___ DOCUMENT

Magna Graecia in Salento, what to see: 10 places to visit

Through its past, Salento brings with it the history of Magna Graecia through its cities, settlements and ruins: here are 10 places to see to breathe Magna Graecia in Salento.

Salento is a land that fascinates tourists not only for its natural beauty, such as the sea and beaches of Torre Lapillo and the Bauxite quarries of Otranto, but also for its rich artistic, architectural and historical heritage. Located in the Italian region of Puglia, Salento attracts with its millennia-old history. In the 8th and 7th centuries BC, Salento emerged as part of the Greek colonies in southern Italy, forming part of Magna Graecia. In this context the Salento land witnessed a mix of cultures over the centuries, from Messapian to Greek and Roman influence. This phenomenon was characterized by the presence of Greek colonies that carried on the culture, language and traditions of ancient Greece through southern Italy. In the history of Salento, Greek cities such as Taranto and Gallipoli played a significant role as important commercial and cultural centers. Later, during the Roman period, it continued to prosper as an integral part of the Roman Empire, with important settlements and monuments that still bear witness to its past. Salentinian Greece in Salento still experiences the influence of colonization through language, still presenting Italy’s Greek language minority. The dialect spoken in the community is known as Apulo-Greek or Grico dialect. To this day, clear evidence remains of ancient Greece and the Roman Empire through ruins, archaeological sites and important artifacts housed in the most important museums there. If you are interested in exploring Magna Graecia in Salento, here are 10 places not to be missed!

1. The submerged Greco-Roman columns of Porto Cesareo.

Numerous Mycenaean pottery artifacts, the result of trade with the Greeks, have been found on the seabed in the Porto Cesareo area. Near the inlet of Torre Chianca, at a depth of 4 meters and 80 meters from the coast, lie five Roman cipollino marble columns dating back to the 2nd century AD. This stone was commonly used as a decorative element in ancient Rome. The columns, about 9 meters long and between seventy cm and one meter thick, were part of a shipment from the Karystos quarries at the southern end of the island of Euboea. At the time they were found in August 1960, they were partially rough, with barely sketched grooves and covered with encrusting organisms such as green algae and sponges. Nothing remains of the wreck that carried them today. Some artifacts, including amphorae and bricks, are preserved at Taranto’s Aragonese Castle. The site is accessible by sea by boat or by land starting from the inlet adjacent to the Tower and swimming the 80 meters that separate it from the coast.

______

WRITTEN TASK 1 ->
Return each line of the listing that contains the string "bucket", with case counting.
The listing that follows has no connection to the article on Magna Graecia in Salento.

___ PROVIDED RECORDS

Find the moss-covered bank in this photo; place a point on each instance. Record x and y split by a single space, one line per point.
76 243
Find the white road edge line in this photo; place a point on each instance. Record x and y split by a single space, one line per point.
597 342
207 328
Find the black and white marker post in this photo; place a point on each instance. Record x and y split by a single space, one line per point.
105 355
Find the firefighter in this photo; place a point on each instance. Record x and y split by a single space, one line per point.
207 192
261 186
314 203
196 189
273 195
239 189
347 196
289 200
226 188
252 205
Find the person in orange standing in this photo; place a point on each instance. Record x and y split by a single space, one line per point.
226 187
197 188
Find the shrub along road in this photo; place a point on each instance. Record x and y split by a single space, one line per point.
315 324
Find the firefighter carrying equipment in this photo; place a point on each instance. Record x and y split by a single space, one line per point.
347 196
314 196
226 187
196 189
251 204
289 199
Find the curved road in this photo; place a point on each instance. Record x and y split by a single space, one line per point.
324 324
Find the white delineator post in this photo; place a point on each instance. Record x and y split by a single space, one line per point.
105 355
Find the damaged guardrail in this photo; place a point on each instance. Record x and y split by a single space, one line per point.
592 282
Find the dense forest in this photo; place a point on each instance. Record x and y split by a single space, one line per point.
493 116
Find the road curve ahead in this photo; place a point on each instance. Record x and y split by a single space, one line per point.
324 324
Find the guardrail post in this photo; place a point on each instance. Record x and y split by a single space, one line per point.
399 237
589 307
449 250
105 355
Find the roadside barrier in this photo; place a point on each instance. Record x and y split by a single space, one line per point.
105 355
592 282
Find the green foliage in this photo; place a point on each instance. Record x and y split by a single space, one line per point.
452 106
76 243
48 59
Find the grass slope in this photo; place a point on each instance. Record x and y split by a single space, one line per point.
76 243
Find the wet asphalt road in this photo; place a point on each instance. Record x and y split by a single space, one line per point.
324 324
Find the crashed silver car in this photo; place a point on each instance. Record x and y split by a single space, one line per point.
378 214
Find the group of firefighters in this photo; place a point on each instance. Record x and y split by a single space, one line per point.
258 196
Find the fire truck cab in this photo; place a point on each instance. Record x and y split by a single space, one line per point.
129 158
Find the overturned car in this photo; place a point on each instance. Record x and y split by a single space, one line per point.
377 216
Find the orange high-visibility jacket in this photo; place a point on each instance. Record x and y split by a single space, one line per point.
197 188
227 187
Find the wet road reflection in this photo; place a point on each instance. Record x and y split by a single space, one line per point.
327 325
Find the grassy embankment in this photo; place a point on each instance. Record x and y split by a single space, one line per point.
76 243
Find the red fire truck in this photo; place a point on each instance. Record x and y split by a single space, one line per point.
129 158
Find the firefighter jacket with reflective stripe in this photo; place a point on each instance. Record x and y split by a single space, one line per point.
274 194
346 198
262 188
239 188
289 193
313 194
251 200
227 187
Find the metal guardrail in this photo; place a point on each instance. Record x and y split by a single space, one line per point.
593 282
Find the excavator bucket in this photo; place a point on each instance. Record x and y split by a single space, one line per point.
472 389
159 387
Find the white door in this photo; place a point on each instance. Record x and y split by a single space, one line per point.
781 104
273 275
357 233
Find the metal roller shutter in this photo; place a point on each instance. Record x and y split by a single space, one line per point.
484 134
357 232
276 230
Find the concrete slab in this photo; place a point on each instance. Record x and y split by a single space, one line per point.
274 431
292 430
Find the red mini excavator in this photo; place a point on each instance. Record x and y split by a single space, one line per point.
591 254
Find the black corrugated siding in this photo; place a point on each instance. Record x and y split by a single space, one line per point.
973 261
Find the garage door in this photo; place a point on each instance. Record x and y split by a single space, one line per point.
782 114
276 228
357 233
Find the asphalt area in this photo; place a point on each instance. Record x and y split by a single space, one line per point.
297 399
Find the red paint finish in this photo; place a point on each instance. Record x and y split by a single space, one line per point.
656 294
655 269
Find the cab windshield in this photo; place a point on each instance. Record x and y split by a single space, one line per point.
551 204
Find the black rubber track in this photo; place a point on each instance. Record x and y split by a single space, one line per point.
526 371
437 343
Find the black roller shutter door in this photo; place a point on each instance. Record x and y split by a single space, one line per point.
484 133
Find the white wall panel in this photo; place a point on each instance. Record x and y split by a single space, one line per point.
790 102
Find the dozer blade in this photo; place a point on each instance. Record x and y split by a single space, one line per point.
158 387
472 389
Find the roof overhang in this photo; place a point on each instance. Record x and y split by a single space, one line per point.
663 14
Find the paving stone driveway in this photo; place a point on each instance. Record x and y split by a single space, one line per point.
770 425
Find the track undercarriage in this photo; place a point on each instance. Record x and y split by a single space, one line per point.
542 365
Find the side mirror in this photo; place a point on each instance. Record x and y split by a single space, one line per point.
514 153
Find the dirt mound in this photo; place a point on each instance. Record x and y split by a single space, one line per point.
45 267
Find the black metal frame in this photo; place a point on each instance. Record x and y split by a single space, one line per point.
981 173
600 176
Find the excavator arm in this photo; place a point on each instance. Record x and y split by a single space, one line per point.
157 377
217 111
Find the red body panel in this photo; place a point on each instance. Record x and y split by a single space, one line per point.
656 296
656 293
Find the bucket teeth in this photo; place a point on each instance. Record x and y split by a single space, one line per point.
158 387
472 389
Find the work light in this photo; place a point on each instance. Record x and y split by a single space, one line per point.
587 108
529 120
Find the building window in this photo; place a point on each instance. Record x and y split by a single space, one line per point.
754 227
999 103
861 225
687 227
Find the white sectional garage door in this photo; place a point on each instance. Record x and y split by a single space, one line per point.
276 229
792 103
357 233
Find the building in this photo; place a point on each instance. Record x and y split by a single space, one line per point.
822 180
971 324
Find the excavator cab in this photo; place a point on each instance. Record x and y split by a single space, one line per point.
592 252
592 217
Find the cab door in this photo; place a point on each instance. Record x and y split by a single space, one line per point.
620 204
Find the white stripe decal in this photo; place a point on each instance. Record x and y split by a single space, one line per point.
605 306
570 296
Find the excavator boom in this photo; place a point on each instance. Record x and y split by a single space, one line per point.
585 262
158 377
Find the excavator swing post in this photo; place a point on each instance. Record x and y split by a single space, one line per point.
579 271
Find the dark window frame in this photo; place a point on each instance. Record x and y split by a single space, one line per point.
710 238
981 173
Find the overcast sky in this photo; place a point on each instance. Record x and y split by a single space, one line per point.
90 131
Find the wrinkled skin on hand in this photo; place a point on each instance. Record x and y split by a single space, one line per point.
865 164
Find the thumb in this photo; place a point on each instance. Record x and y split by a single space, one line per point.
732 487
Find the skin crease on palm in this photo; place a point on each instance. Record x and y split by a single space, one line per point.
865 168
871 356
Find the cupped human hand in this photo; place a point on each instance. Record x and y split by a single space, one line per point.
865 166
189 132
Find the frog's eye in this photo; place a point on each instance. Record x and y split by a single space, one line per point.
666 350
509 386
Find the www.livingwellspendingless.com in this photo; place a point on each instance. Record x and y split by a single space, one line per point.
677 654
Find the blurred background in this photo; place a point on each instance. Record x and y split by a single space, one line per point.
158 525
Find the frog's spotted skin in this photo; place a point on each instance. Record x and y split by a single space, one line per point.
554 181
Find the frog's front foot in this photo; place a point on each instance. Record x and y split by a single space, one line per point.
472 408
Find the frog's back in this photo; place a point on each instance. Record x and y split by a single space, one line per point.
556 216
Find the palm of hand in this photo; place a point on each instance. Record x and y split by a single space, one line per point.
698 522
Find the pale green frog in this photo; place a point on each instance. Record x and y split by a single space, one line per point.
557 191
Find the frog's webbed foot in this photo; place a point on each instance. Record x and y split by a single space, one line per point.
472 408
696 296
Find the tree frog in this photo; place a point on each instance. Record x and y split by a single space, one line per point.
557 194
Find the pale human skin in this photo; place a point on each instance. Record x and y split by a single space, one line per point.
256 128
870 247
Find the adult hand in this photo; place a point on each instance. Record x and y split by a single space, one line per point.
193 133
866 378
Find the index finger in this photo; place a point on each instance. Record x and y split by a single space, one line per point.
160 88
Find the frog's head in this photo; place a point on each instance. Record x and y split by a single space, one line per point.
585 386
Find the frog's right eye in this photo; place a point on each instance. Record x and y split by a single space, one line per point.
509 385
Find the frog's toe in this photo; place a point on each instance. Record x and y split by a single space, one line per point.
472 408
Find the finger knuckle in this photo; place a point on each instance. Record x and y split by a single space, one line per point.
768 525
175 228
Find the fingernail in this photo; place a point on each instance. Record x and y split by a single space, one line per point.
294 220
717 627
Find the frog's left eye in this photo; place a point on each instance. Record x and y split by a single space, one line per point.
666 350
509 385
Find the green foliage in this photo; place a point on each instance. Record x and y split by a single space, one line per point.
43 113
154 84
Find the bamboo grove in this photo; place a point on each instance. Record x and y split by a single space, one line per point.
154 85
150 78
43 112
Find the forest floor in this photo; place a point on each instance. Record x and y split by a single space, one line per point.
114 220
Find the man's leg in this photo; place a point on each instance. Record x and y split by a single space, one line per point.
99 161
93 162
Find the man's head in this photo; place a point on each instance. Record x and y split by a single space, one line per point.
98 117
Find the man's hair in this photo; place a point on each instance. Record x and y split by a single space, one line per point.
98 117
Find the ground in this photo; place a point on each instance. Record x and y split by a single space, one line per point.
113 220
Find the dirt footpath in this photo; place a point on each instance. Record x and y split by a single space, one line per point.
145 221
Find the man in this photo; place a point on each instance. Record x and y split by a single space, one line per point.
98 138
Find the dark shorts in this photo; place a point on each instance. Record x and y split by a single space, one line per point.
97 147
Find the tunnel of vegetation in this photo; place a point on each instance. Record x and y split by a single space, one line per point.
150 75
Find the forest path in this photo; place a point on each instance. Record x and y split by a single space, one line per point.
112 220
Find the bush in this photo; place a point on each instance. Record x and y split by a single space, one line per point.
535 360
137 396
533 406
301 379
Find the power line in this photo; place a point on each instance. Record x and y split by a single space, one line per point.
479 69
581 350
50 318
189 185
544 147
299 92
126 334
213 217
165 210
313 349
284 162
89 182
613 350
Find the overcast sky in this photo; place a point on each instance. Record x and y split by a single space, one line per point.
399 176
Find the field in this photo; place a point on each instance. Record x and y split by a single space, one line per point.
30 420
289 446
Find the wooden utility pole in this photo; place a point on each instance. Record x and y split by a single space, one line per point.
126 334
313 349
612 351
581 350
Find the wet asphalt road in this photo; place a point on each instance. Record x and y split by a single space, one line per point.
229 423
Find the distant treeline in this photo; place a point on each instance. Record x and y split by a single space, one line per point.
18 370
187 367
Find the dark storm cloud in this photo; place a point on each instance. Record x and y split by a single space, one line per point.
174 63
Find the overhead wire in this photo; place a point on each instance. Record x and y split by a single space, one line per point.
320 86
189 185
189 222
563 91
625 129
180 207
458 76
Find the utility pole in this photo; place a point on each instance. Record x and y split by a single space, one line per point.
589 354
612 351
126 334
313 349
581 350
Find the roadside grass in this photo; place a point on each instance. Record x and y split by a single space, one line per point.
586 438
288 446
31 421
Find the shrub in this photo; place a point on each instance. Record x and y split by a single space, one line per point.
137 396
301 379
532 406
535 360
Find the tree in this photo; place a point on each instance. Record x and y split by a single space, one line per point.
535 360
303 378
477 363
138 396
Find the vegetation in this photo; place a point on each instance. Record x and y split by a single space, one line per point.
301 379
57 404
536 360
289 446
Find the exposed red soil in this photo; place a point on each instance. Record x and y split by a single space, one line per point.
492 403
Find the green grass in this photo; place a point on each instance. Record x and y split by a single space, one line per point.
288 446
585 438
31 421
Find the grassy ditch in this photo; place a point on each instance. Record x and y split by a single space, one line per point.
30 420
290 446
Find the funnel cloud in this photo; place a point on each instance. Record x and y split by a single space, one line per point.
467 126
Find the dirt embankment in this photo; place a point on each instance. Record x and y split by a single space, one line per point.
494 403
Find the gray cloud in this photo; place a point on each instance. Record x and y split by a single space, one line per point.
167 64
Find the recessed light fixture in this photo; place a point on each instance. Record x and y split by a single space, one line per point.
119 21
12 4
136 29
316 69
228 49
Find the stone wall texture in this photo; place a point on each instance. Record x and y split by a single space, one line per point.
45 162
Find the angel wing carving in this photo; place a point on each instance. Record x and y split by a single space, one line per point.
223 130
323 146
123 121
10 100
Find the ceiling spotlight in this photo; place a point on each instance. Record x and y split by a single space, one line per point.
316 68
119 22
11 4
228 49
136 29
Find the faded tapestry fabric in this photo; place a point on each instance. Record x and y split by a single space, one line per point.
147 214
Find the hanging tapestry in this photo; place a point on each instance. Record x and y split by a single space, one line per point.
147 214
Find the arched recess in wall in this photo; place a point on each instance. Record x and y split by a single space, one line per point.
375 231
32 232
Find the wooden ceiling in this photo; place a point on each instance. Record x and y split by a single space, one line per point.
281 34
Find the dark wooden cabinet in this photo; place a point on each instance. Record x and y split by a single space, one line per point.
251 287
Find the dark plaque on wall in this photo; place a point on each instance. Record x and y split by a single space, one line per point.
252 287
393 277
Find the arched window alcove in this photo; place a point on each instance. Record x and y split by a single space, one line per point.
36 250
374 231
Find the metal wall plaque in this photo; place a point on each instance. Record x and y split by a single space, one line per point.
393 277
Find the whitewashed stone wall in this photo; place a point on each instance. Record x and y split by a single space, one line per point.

______

WRITTEN TASK 2 ->
According to the article on Magna Graecia in Salento, in what month and year were the Roman columns near Torre Chianca found?

FINAL RESULT 1 ->
Find the excavator bucket in this photo; place a point on each instance. Record x and y split by a single space, one line per point.
Find the bucket teeth in this photo; place a point on each instance. Record x and y split by a single space, one line per point.

FINAL RESULT 2 ->
August 1960.